[DATA UNDER STUDY — start]

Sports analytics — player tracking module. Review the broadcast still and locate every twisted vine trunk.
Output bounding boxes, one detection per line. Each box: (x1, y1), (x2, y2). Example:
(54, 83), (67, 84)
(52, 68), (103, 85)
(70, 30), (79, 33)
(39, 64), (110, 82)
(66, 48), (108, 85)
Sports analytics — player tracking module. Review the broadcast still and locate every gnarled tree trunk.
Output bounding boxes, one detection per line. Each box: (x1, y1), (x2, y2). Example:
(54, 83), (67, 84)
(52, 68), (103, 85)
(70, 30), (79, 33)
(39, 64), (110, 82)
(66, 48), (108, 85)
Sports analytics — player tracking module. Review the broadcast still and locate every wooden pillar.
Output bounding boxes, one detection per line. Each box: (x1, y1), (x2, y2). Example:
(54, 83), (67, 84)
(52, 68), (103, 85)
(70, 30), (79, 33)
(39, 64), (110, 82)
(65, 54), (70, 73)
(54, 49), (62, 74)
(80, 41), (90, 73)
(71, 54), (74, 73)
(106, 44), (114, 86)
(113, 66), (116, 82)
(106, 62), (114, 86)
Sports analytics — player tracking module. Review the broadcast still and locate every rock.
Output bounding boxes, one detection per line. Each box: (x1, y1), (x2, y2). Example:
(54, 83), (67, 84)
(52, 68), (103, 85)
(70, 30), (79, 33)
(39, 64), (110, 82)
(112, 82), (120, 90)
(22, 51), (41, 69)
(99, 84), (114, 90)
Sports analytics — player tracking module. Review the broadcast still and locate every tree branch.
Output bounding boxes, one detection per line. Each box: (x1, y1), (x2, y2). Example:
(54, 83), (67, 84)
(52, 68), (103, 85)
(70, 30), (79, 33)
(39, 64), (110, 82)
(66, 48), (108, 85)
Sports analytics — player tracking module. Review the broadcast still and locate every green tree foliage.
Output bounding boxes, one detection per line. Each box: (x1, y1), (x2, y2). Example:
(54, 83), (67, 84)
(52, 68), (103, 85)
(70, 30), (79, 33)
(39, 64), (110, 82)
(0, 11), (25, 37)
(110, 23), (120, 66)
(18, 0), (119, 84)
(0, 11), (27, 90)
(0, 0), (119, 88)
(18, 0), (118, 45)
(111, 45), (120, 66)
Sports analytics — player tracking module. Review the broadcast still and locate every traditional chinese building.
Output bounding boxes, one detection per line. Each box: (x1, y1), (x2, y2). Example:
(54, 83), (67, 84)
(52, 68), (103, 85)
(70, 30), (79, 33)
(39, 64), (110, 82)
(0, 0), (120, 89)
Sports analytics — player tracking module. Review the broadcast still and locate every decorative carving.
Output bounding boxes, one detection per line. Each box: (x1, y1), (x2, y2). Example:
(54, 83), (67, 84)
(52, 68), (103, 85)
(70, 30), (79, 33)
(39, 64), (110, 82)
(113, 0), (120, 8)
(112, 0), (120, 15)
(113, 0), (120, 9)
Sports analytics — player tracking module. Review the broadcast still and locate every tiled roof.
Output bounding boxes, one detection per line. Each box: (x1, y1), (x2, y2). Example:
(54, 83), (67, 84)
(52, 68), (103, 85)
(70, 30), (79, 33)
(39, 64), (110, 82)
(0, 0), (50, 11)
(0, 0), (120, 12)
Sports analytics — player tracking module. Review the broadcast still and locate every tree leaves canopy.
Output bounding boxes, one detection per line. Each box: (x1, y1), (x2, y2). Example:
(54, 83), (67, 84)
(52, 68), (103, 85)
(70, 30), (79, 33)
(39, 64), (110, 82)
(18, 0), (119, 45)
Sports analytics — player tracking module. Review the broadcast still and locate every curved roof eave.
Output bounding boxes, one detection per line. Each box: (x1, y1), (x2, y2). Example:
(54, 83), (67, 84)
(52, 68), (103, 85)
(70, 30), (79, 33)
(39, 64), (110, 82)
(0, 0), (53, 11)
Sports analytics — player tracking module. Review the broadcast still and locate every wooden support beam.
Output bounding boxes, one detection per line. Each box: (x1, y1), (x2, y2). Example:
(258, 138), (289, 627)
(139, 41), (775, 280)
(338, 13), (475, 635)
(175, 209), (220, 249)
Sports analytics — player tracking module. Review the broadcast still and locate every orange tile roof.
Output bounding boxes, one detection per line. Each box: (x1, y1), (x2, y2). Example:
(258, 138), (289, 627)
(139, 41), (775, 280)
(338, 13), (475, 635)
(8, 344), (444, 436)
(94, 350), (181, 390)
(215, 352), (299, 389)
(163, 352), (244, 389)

[DATA UNDER STUDY — finish]

▸ PROBLEM DESCRIPTION: Among the lines above, some may include the string "roof"; state how many, and nothing more.

▸ EXERCISE OUTPUT: 3